*Items:*
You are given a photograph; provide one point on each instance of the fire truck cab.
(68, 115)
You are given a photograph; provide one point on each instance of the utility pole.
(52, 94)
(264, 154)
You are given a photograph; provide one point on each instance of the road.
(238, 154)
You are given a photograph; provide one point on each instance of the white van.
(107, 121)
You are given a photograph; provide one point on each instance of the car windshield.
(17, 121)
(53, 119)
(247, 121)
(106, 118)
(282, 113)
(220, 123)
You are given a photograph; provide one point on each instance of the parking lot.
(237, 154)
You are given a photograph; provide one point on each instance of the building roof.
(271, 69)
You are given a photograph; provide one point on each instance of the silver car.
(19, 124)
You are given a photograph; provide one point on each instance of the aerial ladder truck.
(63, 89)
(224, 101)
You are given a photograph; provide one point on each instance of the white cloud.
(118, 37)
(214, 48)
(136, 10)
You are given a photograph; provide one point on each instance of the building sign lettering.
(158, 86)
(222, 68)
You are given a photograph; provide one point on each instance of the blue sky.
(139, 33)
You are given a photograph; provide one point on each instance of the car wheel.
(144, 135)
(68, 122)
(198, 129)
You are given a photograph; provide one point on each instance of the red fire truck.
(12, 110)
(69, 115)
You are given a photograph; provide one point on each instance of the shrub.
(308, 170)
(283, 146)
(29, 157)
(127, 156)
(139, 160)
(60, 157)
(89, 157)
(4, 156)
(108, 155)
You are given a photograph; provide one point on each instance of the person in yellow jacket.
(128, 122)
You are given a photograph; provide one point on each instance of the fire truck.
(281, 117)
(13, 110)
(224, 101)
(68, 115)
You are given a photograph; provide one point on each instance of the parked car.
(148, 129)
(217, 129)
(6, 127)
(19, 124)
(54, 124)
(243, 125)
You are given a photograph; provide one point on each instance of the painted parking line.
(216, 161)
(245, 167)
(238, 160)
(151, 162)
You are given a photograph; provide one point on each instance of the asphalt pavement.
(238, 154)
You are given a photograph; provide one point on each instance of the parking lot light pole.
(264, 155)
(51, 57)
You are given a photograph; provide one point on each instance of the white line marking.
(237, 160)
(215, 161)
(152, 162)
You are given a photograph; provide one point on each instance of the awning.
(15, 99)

*Exercise prompt:* Write out all records exactly, keeping every detail.

*Output of the exercise:*
You are given a photograph; provide one point on each instance of the fire truck cab.
(68, 115)
You are given a photograph; provide one point on each instance of the utility pole.
(52, 94)
(264, 154)
You are given a photograph; provide one point on each instance of the road.
(238, 154)
You are given a photograph; provide one point on each instance of the white van.
(107, 121)
You are given a photograph; provide one point on each instance of the car windshield.
(17, 121)
(53, 119)
(247, 121)
(106, 118)
(282, 113)
(220, 123)
You are given a photograph; provide one point on each instance of the parking lot.
(237, 154)
You are given a photograph; provide one point on each instance of the building roof.
(271, 69)
You are given a photograph; provide one point on each instance of the silver car.
(19, 124)
You are given a photograph; provide one point on each instance of the aerial ladder truck.
(63, 89)
(224, 101)
You are given a photograph; provide one point on each instance of the white cloud.
(118, 37)
(214, 48)
(136, 10)
You are given a photograph; provide one point on each instance of the building sign lettering.
(158, 86)
(222, 68)
You are given a photograph; provide one point on each instance of the blue sky.
(139, 33)
You are given a photograph; provide one point on each instance of the car wheel.
(144, 135)
(68, 122)
(198, 129)
You are given a photograph; provide one point on each instance of the red fire truck.
(12, 110)
(69, 115)
You are given a photograph; provide one point on each instance of the shrub.
(308, 170)
(283, 146)
(29, 157)
(127, 156)
(139, 160)
(60, 157)
(89, 157)
(4, 156)
(108, 155)
You are given a photograph; provide one point on each instance of the person in yellow jacket.
(128, 122)
You are given a photograph; provide one point on each instance of the fire truck.
(281, 117)
(13, 110)
(224, 101)
(68, 115)
You are given a photograph; provide one point on each instance of the parked car.
(148, 129)
(217, 129)
(6, 127)
(19, 124)
(54, 124)
(243, 125)
You are given a photograph; provide one point on each instance of the painted parking line.
(216, 161)
(245, 167)
(238, 160)
(151, 162)
You are given a photograph; provide one point on each instance of the asphalt pavement.
(238, 154)
You are given a photograph; provide one point on each instance of the parking lot light pole.
(264, 155)
(51, 57)
You are given a photograph; provide one point on each instance of the white line marking.
(237, 160)
(215, 161)
(152, 162)
You are given a photograph; provide one point on each instance of the awning.
(15, 99)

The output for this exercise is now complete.